§ **STATED PROBLEM**: Exactly as given, write out the lines from the one containing "If you could tag the short" through the end of the listing, with both ends included and nothing else.

§ **GIVEN RECORDS**:
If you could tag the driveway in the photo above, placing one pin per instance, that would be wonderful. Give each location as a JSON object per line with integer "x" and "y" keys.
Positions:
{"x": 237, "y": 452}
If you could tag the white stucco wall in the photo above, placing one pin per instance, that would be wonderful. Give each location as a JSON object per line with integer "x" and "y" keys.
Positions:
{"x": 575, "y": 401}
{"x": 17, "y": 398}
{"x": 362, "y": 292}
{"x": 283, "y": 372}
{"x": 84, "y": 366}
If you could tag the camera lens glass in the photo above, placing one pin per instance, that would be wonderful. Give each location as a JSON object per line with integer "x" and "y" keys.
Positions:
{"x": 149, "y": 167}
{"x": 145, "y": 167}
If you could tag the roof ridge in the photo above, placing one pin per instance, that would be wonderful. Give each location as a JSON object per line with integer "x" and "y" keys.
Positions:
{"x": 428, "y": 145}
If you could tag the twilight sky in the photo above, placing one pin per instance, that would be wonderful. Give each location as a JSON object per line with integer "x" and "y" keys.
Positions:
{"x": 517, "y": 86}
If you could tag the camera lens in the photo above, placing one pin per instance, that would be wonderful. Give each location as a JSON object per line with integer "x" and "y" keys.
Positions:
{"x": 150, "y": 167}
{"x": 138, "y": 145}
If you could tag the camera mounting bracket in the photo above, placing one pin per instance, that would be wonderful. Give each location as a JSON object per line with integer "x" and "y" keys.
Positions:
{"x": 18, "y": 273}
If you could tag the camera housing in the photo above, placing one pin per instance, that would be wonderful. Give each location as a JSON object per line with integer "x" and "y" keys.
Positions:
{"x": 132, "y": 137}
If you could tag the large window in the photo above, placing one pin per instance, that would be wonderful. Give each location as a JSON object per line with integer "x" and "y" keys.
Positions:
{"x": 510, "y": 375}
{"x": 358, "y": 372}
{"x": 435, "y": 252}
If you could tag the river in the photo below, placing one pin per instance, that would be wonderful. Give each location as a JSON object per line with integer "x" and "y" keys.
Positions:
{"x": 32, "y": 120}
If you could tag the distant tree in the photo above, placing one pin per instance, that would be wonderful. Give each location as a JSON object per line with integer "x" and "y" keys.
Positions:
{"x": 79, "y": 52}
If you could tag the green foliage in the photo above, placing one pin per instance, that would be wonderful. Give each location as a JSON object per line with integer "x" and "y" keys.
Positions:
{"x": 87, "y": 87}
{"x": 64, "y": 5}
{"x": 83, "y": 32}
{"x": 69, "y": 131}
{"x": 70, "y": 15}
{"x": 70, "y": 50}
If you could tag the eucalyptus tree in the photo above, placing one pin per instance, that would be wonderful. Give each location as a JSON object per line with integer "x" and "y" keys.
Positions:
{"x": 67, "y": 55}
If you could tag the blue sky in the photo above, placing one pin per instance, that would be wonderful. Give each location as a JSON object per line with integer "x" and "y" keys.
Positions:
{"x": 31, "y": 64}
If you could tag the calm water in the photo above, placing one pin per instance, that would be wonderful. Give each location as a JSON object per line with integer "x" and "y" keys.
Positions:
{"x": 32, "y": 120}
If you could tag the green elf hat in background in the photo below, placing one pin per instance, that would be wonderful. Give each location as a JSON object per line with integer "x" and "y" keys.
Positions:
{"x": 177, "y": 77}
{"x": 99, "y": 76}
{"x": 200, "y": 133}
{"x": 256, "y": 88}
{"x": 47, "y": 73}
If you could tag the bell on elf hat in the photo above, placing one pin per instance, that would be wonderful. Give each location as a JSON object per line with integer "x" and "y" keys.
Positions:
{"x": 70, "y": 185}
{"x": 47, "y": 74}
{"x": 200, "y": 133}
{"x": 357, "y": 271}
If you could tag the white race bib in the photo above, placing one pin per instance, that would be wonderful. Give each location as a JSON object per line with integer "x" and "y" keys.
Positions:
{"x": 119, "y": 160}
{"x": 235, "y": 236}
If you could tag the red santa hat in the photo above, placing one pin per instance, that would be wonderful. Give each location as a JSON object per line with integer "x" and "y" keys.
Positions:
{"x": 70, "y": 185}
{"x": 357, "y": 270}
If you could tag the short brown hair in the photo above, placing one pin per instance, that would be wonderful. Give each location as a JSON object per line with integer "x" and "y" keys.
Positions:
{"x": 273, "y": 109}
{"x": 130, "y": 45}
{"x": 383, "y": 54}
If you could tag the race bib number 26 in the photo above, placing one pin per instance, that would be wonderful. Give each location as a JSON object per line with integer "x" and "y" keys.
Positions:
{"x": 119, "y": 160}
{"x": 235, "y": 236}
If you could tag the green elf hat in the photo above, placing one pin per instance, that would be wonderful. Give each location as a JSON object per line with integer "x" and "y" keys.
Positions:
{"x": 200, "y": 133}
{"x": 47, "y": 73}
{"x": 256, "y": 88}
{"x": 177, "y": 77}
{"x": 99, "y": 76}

§ **REPLY**:
If you could tag the short brown hair in the photo above, placing one pin per instance, that would be wonderful. Give each location as a JSON object per line with integer "x" and "y" keys.
Positions:
{"x": 273, "y": 109}
{"x": 130, "y": 45}
{"x": 383, "y": 54}
If you could tag the race bib number 26 in the photo above, placing one pin per instance, that would be wonderful. Give each location as a JSON object per line with integer "x" and "y" keys.
Positions:
{"x": 119, "y": 160}
{"x": 235, "y": 236}
If you could tag the green elf hat in the photo above, placing one pin per instance, that would be wonderful. Give each location as a JSON object per line with integer "x" and "y" keys.
Positions:
{"x": 200, "y": 133}
{"x": 47, "y": 73}
{"x": 256, "y": 88}
{"x": 177, "y": 77}
{"x": 99, "y": 76}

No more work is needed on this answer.